WHAT YOU NEED TO DO: Count the lines of the records below that contain the string "hood", treating uppercase and lowercase as different. Give only the number.

========================

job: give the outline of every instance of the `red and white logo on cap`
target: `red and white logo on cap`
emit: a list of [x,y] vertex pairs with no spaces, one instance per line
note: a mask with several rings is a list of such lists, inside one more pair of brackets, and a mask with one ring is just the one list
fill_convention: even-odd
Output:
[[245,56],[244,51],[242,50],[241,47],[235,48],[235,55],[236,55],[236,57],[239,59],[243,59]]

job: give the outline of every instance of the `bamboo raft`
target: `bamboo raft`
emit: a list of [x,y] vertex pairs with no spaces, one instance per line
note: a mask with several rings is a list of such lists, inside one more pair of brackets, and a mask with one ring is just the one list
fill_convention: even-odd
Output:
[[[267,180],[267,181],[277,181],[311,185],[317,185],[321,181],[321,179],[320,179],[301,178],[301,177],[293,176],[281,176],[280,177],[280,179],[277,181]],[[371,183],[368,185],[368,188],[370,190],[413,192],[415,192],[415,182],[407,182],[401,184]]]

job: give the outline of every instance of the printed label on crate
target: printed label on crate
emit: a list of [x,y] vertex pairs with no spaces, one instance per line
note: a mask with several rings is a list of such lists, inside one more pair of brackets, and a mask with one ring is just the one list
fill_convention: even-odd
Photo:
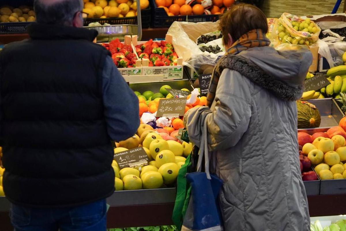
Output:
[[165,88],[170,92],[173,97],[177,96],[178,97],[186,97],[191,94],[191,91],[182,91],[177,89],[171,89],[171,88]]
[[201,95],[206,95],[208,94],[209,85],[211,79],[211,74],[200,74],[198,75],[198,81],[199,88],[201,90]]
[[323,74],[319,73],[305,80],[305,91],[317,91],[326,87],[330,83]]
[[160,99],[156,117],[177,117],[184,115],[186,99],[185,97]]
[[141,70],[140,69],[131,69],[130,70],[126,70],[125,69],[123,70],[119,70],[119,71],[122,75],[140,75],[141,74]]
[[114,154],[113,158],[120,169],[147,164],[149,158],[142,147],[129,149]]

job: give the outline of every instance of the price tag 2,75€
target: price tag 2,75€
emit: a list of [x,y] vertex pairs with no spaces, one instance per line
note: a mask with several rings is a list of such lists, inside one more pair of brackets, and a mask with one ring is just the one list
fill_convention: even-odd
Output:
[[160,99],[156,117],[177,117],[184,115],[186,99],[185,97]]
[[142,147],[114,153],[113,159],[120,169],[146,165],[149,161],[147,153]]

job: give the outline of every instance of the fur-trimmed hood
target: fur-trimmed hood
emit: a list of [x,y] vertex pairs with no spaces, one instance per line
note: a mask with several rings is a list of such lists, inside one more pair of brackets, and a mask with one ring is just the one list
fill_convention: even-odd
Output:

========================

TASK OUTPUT: 2